**Data entries:**
=======

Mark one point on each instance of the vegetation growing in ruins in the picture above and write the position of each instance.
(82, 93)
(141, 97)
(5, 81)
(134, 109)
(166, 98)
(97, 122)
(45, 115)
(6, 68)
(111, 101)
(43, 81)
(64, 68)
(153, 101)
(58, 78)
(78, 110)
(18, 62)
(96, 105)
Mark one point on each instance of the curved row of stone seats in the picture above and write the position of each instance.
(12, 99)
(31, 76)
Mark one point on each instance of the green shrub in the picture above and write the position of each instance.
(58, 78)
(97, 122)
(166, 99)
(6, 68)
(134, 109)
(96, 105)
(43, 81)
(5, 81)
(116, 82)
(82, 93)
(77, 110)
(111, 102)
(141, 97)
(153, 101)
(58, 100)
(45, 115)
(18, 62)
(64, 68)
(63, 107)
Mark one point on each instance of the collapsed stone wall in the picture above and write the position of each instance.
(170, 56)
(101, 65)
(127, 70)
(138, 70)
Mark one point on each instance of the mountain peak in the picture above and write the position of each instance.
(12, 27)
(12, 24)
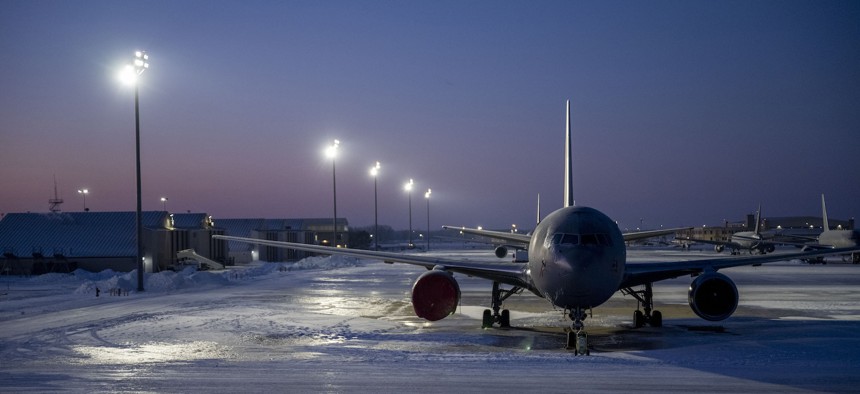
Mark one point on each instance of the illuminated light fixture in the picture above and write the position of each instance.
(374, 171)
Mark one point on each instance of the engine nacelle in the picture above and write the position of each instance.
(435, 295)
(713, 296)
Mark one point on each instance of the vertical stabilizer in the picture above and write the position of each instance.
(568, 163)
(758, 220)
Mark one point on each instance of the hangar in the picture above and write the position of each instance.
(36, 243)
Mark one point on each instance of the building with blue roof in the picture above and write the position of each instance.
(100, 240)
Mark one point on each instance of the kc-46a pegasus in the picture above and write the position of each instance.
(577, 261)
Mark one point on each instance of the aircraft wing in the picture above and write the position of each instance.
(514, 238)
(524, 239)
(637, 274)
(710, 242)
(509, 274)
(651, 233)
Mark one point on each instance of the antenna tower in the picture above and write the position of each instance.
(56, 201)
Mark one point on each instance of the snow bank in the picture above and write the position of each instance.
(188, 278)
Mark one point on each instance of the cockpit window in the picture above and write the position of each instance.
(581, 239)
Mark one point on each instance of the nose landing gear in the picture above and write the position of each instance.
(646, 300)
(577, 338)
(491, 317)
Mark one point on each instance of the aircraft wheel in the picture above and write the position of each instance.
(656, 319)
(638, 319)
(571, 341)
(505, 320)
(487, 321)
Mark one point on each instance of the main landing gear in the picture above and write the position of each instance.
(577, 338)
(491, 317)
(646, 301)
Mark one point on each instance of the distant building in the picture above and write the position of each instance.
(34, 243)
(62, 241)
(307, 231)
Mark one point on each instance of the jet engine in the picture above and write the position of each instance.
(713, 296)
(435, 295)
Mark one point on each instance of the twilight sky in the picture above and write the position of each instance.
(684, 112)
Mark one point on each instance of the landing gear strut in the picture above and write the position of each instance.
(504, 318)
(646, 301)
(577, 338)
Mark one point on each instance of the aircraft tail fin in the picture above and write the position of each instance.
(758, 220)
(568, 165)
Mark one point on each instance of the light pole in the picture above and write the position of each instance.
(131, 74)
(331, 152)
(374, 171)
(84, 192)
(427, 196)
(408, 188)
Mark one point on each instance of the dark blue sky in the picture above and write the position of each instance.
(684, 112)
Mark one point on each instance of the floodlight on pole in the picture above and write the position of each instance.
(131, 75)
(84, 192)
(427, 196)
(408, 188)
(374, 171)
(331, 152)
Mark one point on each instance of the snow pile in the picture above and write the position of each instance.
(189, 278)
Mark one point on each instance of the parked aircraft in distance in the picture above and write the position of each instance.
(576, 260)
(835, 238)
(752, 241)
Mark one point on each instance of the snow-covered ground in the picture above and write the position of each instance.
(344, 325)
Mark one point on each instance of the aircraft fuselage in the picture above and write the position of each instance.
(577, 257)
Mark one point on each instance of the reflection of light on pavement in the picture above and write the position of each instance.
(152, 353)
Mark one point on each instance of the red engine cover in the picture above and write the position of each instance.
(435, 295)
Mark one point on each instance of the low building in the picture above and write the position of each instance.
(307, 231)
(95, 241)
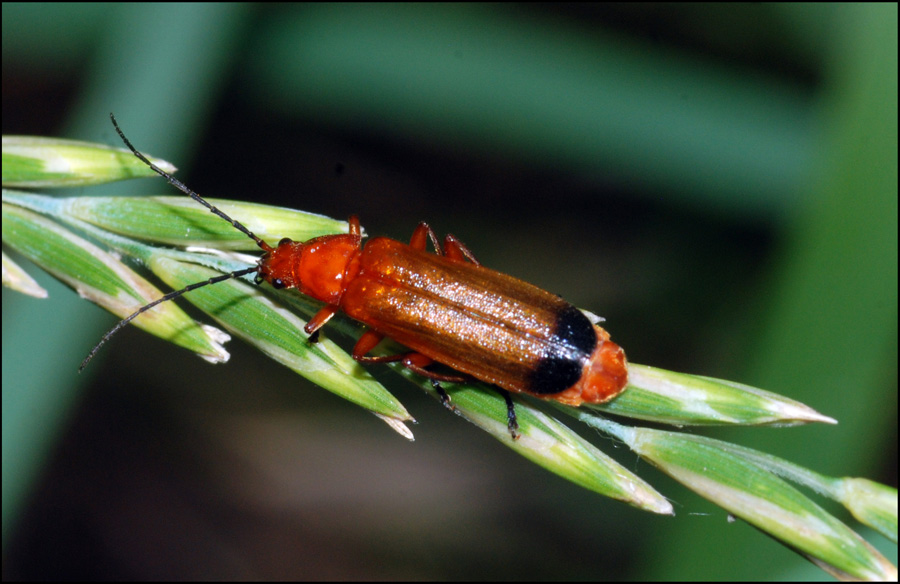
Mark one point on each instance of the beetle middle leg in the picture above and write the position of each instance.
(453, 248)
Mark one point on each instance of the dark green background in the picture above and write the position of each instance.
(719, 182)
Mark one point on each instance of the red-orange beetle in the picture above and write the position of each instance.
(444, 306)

=======

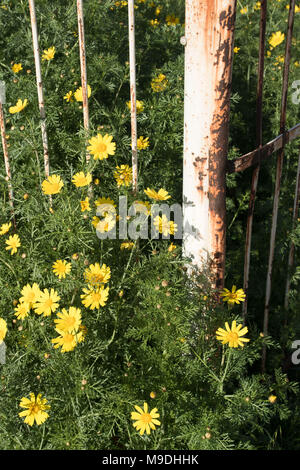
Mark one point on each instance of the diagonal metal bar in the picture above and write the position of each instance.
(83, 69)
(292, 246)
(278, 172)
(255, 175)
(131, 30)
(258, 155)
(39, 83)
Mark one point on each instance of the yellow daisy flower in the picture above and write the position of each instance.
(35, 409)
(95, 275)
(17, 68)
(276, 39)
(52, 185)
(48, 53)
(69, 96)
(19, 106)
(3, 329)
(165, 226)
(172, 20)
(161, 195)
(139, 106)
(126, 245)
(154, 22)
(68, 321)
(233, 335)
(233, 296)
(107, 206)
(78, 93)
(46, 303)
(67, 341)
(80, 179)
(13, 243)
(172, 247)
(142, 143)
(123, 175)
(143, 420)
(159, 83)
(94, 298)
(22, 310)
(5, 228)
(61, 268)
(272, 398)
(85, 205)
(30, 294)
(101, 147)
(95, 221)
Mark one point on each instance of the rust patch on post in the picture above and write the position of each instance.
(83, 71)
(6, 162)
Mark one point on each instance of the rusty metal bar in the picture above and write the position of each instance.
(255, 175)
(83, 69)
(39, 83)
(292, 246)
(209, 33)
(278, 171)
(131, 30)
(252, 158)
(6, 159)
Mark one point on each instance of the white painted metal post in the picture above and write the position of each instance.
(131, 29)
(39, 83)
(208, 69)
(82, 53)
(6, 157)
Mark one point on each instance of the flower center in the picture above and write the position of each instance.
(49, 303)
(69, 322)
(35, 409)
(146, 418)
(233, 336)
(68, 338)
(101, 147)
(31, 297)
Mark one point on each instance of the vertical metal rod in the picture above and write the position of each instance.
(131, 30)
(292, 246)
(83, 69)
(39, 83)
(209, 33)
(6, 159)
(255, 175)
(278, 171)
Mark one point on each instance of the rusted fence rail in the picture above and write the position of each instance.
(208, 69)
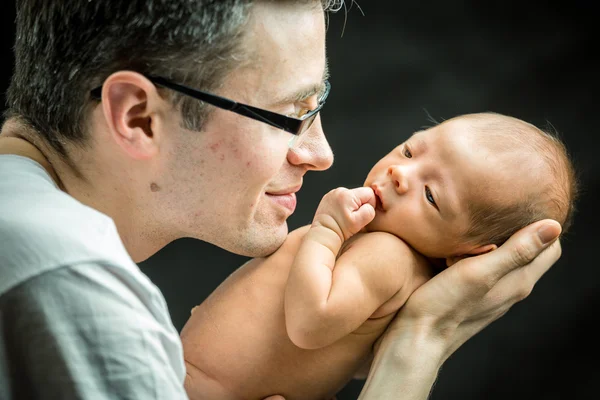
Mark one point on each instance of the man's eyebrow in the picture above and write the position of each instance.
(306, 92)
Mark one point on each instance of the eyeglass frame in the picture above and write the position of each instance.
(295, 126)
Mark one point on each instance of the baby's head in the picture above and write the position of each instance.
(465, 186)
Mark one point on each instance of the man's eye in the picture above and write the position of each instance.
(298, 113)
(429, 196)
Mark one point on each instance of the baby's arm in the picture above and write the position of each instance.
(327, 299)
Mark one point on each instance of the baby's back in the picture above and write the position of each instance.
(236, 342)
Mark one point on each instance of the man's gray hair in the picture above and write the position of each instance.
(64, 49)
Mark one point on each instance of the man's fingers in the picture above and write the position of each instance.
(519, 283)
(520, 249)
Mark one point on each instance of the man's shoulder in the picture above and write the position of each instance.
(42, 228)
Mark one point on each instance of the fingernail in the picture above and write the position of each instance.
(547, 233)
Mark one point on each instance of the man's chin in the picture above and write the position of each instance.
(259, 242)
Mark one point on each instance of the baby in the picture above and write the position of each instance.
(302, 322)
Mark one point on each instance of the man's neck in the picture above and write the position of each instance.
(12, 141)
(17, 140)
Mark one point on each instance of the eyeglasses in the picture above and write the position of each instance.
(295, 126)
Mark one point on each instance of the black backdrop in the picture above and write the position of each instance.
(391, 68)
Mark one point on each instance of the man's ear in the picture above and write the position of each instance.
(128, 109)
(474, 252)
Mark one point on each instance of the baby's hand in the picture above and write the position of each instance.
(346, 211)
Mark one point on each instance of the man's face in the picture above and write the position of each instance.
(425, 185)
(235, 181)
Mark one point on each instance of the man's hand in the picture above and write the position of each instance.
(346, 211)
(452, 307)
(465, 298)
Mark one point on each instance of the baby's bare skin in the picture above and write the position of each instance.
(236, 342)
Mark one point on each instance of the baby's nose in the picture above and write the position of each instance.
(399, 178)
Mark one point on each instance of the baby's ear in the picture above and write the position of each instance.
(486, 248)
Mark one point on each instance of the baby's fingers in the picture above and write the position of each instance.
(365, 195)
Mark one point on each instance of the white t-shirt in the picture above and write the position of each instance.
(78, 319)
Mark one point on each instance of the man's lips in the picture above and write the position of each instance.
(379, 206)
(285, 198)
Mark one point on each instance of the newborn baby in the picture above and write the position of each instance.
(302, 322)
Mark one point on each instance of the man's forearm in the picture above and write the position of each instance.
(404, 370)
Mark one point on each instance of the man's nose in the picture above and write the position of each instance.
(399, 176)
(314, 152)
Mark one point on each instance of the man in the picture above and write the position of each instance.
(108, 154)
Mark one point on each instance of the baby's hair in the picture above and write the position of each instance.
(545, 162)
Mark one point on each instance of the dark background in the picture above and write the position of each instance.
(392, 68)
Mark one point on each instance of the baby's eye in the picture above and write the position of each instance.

=======

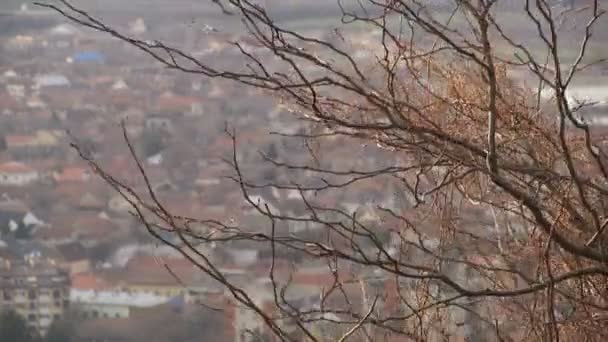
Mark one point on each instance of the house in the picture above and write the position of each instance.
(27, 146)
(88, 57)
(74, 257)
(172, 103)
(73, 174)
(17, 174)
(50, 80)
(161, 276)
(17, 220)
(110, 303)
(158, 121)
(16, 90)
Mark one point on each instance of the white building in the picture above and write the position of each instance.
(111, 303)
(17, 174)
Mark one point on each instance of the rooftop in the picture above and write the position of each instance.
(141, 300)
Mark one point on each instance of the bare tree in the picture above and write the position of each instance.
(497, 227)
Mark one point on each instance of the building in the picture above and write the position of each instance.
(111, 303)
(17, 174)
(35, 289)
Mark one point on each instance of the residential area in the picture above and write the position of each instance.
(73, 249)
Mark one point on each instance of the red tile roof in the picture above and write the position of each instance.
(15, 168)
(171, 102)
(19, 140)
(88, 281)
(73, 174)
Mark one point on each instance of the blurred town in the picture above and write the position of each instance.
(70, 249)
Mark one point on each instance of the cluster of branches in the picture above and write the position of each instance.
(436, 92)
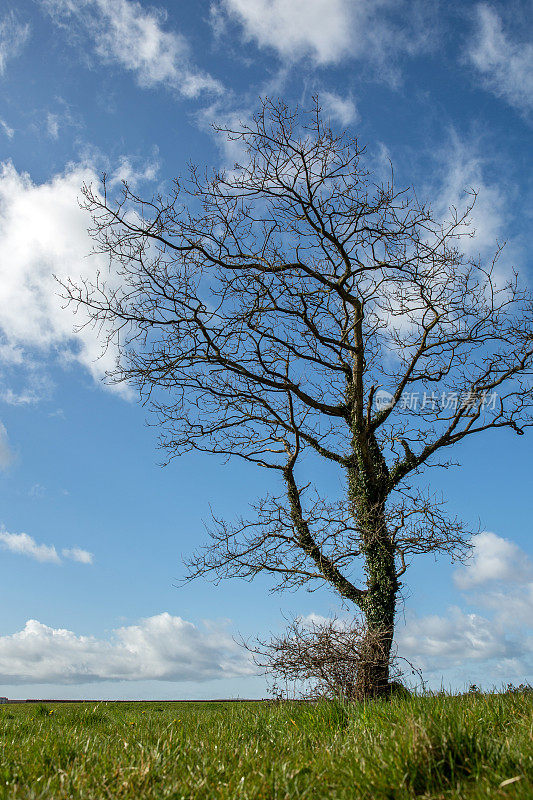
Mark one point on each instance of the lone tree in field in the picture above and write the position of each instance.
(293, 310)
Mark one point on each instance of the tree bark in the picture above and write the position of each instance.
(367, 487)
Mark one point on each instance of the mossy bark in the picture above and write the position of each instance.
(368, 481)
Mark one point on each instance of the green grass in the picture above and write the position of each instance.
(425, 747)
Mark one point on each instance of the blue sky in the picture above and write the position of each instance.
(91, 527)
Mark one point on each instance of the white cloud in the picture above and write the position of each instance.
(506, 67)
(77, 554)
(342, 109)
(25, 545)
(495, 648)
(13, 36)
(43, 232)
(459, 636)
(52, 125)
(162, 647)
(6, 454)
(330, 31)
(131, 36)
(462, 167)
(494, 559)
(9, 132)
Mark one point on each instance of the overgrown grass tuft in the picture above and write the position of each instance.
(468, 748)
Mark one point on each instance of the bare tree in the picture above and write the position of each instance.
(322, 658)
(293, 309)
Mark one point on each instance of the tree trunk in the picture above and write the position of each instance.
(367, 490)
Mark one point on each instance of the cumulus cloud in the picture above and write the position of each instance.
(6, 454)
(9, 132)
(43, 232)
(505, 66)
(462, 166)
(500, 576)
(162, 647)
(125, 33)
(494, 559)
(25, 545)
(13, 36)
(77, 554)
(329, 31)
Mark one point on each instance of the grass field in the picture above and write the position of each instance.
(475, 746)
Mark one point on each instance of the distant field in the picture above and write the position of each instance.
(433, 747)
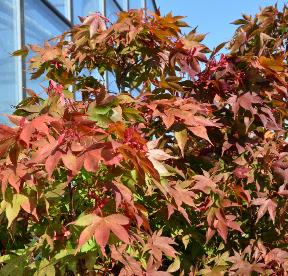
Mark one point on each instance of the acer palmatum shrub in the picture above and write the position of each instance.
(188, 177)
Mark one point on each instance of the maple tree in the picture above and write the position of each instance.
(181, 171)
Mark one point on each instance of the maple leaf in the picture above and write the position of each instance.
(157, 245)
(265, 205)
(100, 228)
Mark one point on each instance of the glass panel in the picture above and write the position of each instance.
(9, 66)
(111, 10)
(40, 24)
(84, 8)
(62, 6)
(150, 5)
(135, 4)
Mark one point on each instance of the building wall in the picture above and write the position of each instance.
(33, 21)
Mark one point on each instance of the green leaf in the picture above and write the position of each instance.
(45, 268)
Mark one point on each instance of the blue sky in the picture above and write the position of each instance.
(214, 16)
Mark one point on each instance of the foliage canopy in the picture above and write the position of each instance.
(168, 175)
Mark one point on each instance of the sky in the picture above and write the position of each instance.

=======

**Exercise:**
Locate each line in the items above that contains the word "grass" and copy those lines out in full.

**Full output:**
Mark one point on each instance of the green grass in the picture above and write the position of each instance.
Mark one point on each instance of the overgrown grass tuft in the picture above and write the position of each instance.
Mark one point on each instance of the grass field in the picture above and write the position of each instance.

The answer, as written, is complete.